■ **Work instruction**: Condense the paragraph beginning "The surgeon usually places an AV fistula" in the hemodialysis access text below into a short bulleted list that keeps its main facts.

■ **Provided text**:
------------------------------------
The port access catheter or the venous catheter—is an access point designed for short-term use. This involves a tube or catheter inserted into a vein in the neck, chest, or leg (near the groin) for vascular access. This option is usually preferred when a patient's kidney function is decreasing rapidly and their kidney disease has progressed quickly.
In these cases, a patient may not have time for placement of an AV fistula or AV graft before starting hemodialysis treatments. Typically in cases like these, a surgeon, (usually a nephrologist who is a doctor specialized in the kidneys) or potentially an interventional radiologist (a doctor who uses medical imaging equipment to perform operations) will surgically perform the venous catheter placement procedure in a hospital or an outpatient center.
Again this option is usually only recommended when there may not be enough time for a fistula or graft to be surgically implanted. The venous catheter is not ideal because a patient may develop a blood clot, an infection, or a scarred vein, causing the vein to narrow.
However, if a patient needs to start hemodialysis right away (as we mentioned earlier), a venous catheter will work for several weeks or months until a surgeon can perform a long-term access surgery and the AV fistula or AV graft has time to mature.
An AV Fistula or arteriovenous fistula is a connection, made by a vascular surgeon, of an artery to a vein. Vascular surgeons specialize in blood vessel surgery, so it is not an overly complicated procedure.
The surgeon usually places an AV fistula in the forearm or upper arm of the patient, so that hemodialysis can be performed. An AV fistula is simply an artificially created connection between an Artery and a Vein in the arm. An AV fistula, once placed, causes extra pressure and extra blood to flow into the vein, making it grow large and strong over a period of time. This larger vein provides easy and reliable access to blood vessels. Without this kind of access, regular hemodialysis sessions would not be possible.
------------------------------------
■ **Dataset extract**:
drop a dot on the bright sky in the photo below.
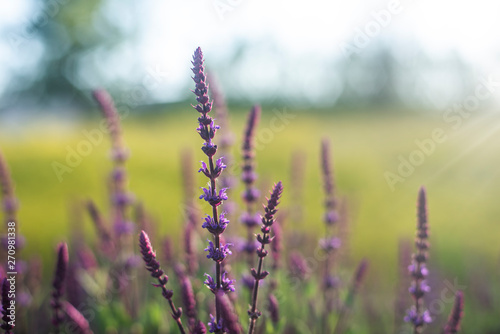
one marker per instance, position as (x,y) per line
(312,30)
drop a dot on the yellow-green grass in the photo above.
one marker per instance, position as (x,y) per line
(461,176)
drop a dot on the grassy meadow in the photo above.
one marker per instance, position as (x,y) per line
(461,174)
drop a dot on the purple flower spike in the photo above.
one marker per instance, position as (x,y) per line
(217,254)
(58,284)
(329,244)
(213,199)
(213,326)
(215,224)
(227,284)
(153,266)
(418,320)
(264,239)
(215,227)
(418,315)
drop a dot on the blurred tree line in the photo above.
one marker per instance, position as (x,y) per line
(78,40)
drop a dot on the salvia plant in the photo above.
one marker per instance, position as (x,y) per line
(99,286)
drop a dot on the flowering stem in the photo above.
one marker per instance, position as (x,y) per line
(153,266)
(259,274)
(217,223)
(254,315)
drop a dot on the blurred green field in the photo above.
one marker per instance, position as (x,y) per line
(461,176)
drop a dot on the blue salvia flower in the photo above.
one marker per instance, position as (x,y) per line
(58,285)
(121,199)
(264,239)
(250,195)
(417,315)
(215,224)
(153,266)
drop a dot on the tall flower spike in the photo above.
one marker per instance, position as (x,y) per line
(251,194)
(215,224)
(153,266)
(226,139)
(267,222)
(418,315)
(330,243)
(58,285)
(6,306)
(456,315)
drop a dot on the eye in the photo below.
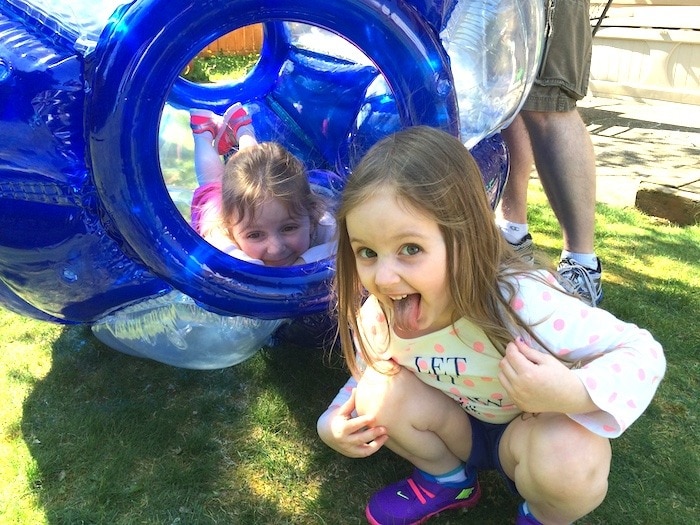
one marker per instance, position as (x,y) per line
------------------------------------
■ **Solution for this exercise**:
- A surgeon usually places an AV fistula in the patient's forearm or upper arm so hemodialysis can be performed.
- It is an artificially created connection between an artery and a vein in the arm.
- Once placed, it sends extra pressure and blood into the vein, which grows large and strong over time.
- The enlarged vein gives easy, reliable access to blood vessels, without which regular hemodialysis would not be possible.